Durante ese tiempo y aún después, nos enfrentamos a la confusión que deriva de un mestizaje racial y cultural que incubó marcadas injusticias y desigualdades.
Persiste la pregunta: ¿Qué somos?, ¿españoles?, ¿indígenas? Somos ambos, más todo lo que se ha agregado al vivir en conflicto durante cinco siglos en esta misma región, hombres de distintas razas y culturas.
De ahí que, a distancia de más de 500 años, los pueblos que padecimos ese dominio, aún nos preguntamos lo que significó para nosotros la llegada de Cristóbal Colón a este continente.
Los términos «descubrimiento», «encuentro», «encubrimiento», «invención» y «tropiezo», denotan las profundas discrepancias y los enfoques tan diversos que puede suscitar este hecho histórico.
Pero como lo ha señalado don Leopoldo Zea «… los que no quieren saber de un recuerdo festivo de esta fecha, son los pueblos indígenas que sufrieron el impacto de la conquista y colonización, tanto en América, como en Asia, África y Oceanía. Nada de recordar una fecha en la que se inició el sometimiento de estos pueblos, en nombre de la cristiandad o del progreso, hombres que fueron vistos como homúnculos o parte de una flora y fauna por utilizar o destruir».
En nuestra perspectiva histórica, importa de manera esencial efectuar ahora un descubrimiento de lo que ha sido el devenir de los pueblos indígenas, no sólo a partir de la conquista, sino después del movimiento libertario de 1810 y hablamos deliberadamente de un descubrimiento porque es un hecho inobjetable que el problema de identidad a que hicimos referencia anteriormente, aún no ha sido revalorado y menos atendido en todas las implicaciones que encierra.
Sin duda, podemos hablar de propósitos nobles y acciones que con toda buena intención se emprendieron en el pasado reciente para reivindicar los derechos de la clase indígena.
Existen además instituciones que han emprendido programas muy generosos para dar respuesta a los reclamos más sentidos, pero, sin desconocer logros parciales, tenemos que admitir que se ha tratado de esfuerzos a los que ha faltado continuidad y que en no pocos casos han fracasado al asumir actitudes paternalistas que han ofendido la dignidad de los destinatarios.

> [Instrucciones de la tarea]
Escribe la continuación del fragmento sobre la identidad de los pueblos indígenas a partir de su última oración. El listado es material aparte, sin relación con el fragmento sobre la identidad de los pueblos indígenas.

> [Filas]
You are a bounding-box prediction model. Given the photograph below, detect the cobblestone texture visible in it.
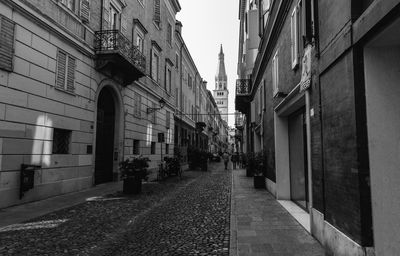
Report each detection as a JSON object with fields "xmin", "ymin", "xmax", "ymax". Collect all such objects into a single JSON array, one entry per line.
[{"xmin": 0, "ymin": 163, "xmax": 231, "ymax": 255}]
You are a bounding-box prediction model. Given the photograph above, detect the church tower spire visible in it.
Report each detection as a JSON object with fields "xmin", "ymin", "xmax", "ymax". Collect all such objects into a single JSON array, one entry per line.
[
  {"xmin": 214, "ymin": 44, "xmax": 229, "ymax": 123},
  {"xmin": 215, "ymin": 44, "xmax": 228, "ymax": 84}
]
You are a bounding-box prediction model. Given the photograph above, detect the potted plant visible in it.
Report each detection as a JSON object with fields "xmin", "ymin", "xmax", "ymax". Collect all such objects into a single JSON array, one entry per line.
[
  {"xmin": 119, "ymin": 156, "xmax": 150, "ymax": 194},
  {"xmin": 245, "ymin": 152, "xmax": 255, "ymax": 177},
  {"xmin": 253, "ymin": 151, "xmax": 265, "ymax": 188}
]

> [Resultado]
La realidad ha sido terca. A finales del Siglo XX, independientemente de la marginación y del olvido en que fueron relegados muchos grupos indígenas, se ha hecho patente de nuevo un problema de identidad.
Debemos preguntarnos si aquel descubrimiento que impusieron los españoles a nuestras formas de cultura, a nuestras concepciones y costumbre, no lo hemos impuesto ahora nosotros a estos grupos.
Se podría decir que no ha mediado el afán de anular las manifestaciones culturales; que estas acciones han tenido el propósito de incorporar al progreso y a los bienes de la civilización a quienes carecían de ello, pero es indiscutible que se atentó contra un patrimonio cultural y económico que está revestido de una serie de valores, que son prioritarios en esas comunidades, cuyo significado era preciso comprender, respetar y preservar.
Los mexicanos de hoy nos enorgullecemos del carácter pluriétnico y pluricultural que le concede identidad y fisonomía a nuestra nación.
Somos poseedores de un bagaje cultural, que se ha ido acrecentando al impulso de grandes visionarios, de educadores que han comprendido el papel tan importante que están llamadas a cumplir las culturas autóctonas.
Jaime Torres Bodet, nos infundió la certidumbre de que las únicas culturas activas, son las auténticas, es decir, las que brotan sin deformaciones artificiales de las raíces de la comunidad.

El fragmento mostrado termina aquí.